What to do
Pull out every line of the material below that contains the word "building". Match case.

□ □ □

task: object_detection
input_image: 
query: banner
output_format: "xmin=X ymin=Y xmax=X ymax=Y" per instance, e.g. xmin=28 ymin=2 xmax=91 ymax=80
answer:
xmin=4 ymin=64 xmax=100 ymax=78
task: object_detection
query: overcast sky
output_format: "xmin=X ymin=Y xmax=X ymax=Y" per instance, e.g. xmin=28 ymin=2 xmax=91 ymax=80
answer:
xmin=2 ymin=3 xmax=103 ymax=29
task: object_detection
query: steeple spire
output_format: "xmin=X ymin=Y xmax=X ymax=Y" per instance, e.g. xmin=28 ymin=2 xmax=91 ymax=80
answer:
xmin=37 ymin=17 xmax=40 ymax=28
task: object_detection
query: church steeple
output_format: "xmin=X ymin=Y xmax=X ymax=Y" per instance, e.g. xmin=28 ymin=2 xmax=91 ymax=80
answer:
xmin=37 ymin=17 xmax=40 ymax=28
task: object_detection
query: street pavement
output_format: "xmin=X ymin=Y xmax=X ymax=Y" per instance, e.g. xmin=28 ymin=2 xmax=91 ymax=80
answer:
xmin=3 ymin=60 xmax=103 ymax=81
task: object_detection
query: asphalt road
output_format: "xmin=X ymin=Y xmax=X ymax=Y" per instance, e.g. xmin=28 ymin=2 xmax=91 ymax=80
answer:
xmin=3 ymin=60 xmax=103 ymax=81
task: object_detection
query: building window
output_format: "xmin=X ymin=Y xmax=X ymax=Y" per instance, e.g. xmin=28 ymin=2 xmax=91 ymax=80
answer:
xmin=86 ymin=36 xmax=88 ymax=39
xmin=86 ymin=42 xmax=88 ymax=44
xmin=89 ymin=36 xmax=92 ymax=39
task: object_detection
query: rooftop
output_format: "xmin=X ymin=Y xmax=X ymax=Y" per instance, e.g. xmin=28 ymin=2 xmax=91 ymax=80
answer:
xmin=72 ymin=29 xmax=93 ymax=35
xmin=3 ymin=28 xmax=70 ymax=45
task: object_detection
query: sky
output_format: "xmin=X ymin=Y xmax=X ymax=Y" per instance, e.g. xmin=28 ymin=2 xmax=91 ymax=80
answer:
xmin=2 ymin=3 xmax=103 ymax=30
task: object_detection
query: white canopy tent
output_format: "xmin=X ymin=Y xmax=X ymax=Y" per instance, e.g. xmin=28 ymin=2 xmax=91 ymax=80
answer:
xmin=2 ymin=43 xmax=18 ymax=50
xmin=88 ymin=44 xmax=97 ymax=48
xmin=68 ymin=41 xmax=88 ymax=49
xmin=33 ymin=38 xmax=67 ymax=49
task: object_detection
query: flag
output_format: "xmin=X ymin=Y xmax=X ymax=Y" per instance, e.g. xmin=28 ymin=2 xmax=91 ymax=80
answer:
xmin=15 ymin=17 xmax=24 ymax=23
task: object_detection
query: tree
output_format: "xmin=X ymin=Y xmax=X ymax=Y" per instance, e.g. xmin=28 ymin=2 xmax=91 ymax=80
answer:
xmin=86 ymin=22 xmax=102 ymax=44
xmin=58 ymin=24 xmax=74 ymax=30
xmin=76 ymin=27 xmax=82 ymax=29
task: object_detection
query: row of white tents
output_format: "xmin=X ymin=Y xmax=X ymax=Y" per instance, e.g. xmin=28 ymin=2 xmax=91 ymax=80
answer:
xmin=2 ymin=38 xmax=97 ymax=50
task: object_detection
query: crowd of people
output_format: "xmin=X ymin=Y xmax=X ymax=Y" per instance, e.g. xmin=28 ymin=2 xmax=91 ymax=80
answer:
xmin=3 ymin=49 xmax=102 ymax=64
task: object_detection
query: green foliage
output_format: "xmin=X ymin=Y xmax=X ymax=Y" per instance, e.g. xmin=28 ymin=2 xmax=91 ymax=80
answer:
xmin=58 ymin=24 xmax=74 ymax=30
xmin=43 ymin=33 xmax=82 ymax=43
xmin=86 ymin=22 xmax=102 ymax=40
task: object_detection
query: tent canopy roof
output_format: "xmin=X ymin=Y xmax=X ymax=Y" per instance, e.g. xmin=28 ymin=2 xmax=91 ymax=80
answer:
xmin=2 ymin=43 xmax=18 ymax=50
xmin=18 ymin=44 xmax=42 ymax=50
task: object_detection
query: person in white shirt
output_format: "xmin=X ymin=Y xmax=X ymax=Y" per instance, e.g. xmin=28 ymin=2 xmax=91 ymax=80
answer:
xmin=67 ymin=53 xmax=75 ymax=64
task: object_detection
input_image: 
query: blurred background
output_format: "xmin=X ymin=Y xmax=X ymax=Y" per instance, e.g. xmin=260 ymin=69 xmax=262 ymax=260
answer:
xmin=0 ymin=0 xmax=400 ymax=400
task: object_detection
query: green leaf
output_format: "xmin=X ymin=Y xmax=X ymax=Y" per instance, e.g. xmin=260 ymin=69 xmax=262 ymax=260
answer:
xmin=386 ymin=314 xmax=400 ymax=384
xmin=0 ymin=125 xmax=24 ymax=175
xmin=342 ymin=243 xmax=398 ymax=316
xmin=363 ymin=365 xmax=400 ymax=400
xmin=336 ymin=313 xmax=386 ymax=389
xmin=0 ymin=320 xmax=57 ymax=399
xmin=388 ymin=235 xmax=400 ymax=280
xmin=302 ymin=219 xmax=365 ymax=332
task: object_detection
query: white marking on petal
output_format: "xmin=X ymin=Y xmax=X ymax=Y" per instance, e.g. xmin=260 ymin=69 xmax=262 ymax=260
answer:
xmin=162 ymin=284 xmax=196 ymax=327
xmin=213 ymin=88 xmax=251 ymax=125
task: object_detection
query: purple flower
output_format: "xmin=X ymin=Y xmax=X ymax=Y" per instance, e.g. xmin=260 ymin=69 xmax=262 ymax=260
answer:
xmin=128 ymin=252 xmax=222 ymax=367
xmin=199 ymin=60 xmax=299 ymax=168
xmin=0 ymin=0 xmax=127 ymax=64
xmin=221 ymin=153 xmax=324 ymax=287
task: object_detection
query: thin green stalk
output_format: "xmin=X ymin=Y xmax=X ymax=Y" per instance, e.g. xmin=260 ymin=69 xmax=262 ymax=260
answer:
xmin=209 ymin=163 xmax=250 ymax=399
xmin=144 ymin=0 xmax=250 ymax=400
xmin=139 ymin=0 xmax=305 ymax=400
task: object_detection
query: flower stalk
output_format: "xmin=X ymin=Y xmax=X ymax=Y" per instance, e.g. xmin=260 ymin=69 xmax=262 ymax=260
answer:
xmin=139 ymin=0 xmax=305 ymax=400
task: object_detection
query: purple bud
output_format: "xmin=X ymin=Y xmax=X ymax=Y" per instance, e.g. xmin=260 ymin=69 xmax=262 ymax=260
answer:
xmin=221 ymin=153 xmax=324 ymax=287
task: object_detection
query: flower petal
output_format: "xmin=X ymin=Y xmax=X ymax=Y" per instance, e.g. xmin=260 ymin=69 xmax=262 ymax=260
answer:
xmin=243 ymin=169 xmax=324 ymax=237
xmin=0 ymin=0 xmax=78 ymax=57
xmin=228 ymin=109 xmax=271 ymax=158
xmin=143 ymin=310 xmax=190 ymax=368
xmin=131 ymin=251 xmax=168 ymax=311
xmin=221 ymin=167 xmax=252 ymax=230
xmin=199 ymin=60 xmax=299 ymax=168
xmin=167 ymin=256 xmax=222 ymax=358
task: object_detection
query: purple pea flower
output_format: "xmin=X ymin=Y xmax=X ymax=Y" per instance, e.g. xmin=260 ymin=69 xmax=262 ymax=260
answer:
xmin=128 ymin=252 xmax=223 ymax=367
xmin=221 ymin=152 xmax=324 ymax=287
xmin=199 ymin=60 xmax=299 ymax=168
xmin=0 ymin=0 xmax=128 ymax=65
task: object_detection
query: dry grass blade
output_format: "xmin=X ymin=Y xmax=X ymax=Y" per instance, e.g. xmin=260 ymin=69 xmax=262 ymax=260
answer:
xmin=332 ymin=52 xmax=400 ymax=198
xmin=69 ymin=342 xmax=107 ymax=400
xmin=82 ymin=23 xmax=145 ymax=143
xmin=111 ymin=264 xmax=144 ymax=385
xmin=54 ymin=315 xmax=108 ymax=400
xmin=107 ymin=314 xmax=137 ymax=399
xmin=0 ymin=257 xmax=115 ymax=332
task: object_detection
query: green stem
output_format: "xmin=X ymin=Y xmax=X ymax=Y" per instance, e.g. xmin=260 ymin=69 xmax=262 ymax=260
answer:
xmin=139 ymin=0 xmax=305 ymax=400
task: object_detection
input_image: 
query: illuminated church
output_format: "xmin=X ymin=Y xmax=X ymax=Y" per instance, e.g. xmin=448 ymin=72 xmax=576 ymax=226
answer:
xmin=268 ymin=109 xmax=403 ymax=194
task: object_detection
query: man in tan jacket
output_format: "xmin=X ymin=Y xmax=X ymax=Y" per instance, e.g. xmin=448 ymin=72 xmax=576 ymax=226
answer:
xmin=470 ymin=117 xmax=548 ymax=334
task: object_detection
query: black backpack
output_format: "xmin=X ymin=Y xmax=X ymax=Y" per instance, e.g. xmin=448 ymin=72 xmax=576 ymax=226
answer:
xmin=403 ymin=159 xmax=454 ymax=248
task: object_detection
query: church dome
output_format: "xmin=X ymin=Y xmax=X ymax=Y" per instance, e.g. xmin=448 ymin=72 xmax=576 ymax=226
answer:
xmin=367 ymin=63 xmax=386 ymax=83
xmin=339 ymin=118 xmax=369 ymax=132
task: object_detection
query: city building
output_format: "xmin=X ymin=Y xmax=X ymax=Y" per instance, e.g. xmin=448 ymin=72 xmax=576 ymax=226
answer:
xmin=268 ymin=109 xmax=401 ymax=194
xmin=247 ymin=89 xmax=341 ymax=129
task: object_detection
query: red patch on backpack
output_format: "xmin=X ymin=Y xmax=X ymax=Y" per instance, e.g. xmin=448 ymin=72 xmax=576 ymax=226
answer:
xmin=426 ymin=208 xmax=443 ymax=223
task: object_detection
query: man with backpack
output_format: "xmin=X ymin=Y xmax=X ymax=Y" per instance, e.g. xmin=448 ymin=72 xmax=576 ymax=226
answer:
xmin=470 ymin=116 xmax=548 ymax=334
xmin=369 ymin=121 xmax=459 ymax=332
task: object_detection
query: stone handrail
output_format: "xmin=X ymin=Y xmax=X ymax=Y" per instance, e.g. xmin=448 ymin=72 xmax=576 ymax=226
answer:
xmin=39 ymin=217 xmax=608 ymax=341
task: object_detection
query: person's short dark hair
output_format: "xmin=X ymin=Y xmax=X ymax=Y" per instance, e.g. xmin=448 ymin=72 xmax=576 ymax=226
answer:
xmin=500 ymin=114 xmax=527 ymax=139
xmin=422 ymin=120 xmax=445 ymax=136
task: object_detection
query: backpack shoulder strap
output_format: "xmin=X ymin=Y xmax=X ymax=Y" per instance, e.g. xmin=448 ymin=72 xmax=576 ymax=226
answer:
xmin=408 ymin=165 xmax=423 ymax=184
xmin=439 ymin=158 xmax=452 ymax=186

□ □ □

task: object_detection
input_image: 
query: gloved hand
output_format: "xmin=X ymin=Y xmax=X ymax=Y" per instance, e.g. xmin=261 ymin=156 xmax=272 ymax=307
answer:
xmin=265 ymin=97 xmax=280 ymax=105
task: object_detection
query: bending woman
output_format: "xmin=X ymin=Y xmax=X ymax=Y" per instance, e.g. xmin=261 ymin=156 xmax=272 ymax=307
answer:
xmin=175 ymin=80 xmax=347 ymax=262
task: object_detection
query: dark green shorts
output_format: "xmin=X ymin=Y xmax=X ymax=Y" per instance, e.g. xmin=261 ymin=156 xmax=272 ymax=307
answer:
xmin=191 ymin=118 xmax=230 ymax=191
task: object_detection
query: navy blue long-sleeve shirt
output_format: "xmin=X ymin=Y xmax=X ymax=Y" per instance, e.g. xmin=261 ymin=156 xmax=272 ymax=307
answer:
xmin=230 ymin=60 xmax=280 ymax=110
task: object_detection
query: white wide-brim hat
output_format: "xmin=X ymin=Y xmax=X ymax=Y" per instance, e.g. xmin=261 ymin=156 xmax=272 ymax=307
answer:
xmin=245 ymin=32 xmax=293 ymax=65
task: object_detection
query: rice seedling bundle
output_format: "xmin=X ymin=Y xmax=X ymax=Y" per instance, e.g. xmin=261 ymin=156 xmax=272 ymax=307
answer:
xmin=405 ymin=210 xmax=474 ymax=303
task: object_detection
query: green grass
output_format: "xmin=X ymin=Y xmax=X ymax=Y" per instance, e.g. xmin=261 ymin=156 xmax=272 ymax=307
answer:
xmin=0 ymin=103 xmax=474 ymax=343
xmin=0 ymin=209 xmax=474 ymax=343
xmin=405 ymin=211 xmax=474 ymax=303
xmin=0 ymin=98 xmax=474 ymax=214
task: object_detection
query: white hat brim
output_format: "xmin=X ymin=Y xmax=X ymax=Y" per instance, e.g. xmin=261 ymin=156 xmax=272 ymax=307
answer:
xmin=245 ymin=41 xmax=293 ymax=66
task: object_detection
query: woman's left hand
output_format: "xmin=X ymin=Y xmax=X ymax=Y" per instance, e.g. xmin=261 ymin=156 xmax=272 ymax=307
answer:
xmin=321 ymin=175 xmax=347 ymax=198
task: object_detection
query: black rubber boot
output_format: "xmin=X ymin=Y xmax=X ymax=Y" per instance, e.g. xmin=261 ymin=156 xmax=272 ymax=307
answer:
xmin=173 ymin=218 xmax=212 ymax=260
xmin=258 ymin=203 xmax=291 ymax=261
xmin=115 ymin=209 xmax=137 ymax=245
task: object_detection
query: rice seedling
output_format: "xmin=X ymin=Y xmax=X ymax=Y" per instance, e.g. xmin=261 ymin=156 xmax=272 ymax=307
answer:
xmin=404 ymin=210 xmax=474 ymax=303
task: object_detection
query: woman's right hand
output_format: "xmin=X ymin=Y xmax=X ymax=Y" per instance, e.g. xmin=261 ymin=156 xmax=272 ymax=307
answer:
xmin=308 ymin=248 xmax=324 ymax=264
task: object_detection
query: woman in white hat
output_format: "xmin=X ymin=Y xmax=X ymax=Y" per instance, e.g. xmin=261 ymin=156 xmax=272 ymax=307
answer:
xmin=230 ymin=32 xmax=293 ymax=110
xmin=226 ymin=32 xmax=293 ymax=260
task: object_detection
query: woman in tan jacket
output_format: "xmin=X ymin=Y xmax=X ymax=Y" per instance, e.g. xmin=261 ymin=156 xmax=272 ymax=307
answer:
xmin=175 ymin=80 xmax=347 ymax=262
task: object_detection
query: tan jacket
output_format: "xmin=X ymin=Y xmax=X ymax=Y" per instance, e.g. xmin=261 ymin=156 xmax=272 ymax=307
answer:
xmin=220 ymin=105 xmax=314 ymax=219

□ □ □

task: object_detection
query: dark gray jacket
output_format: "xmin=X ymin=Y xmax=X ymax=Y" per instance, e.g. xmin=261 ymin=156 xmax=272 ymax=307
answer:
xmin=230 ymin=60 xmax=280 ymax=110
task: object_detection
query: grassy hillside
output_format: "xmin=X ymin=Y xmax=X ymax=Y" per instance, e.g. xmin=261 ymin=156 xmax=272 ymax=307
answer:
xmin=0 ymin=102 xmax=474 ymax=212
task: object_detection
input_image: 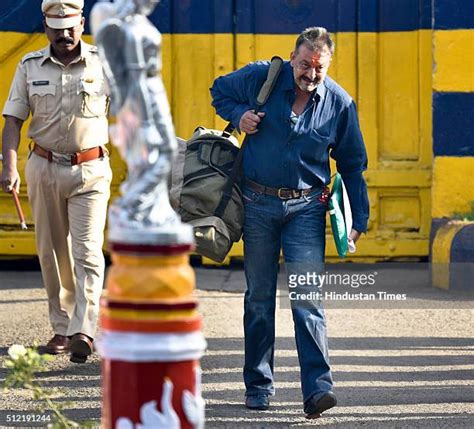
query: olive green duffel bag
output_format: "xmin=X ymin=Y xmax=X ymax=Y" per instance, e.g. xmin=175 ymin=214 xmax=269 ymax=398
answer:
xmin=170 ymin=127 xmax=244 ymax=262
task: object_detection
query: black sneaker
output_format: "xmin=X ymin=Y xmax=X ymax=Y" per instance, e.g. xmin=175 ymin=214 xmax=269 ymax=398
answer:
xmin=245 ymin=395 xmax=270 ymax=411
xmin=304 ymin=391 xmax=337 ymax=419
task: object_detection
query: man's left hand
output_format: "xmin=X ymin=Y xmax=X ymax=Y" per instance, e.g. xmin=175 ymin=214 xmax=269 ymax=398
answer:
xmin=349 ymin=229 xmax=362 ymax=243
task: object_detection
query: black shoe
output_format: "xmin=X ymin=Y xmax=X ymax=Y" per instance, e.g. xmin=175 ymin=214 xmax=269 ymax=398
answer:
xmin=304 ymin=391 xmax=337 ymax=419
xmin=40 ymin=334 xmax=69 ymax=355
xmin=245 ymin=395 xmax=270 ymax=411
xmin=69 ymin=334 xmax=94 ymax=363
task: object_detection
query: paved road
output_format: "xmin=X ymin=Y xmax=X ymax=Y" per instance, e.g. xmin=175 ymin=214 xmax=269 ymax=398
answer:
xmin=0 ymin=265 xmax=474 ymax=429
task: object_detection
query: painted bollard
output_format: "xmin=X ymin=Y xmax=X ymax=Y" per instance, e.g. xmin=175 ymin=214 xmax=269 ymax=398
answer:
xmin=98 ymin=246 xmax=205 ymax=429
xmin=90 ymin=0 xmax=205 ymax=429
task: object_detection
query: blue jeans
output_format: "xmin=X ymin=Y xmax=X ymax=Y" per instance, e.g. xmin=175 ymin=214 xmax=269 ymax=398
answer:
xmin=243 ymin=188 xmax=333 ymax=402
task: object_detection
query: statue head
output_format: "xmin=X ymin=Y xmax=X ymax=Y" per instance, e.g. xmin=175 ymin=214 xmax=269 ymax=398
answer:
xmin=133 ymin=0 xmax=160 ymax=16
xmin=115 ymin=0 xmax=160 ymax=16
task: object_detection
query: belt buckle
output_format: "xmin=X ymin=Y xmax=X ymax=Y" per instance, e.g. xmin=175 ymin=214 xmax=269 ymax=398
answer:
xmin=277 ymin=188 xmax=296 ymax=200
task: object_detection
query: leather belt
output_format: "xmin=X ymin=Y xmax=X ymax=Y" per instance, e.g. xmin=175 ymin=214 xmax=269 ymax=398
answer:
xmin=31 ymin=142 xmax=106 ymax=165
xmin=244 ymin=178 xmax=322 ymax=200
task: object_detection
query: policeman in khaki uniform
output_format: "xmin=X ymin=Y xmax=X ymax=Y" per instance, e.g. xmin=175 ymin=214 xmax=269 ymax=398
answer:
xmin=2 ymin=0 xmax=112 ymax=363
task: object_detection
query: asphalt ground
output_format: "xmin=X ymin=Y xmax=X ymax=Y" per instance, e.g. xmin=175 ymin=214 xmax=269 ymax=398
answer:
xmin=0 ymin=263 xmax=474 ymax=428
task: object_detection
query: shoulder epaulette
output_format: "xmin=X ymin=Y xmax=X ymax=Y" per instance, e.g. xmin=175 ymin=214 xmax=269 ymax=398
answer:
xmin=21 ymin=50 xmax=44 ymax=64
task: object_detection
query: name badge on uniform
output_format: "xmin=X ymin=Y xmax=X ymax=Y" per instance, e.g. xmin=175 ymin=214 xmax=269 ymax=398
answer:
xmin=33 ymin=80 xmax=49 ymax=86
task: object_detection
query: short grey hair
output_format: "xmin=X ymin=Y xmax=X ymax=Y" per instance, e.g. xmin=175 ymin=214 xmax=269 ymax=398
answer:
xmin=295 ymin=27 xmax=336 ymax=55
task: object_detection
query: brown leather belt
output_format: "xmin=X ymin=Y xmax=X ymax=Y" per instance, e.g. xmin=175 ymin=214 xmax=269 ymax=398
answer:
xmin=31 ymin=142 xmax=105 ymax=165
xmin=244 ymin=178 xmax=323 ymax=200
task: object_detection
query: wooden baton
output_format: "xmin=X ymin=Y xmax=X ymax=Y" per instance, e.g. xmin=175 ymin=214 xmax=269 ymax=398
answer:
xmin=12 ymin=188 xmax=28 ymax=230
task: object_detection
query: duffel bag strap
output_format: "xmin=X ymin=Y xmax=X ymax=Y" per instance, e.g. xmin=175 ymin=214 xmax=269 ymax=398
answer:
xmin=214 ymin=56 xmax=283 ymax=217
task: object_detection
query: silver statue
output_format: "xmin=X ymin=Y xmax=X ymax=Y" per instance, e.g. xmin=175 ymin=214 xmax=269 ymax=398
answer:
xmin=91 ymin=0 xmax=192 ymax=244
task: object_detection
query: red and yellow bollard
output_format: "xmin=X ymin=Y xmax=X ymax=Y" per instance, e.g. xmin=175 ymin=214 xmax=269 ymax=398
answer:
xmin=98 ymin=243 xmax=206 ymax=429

□ □ □

Correct response
query: building window
query: city building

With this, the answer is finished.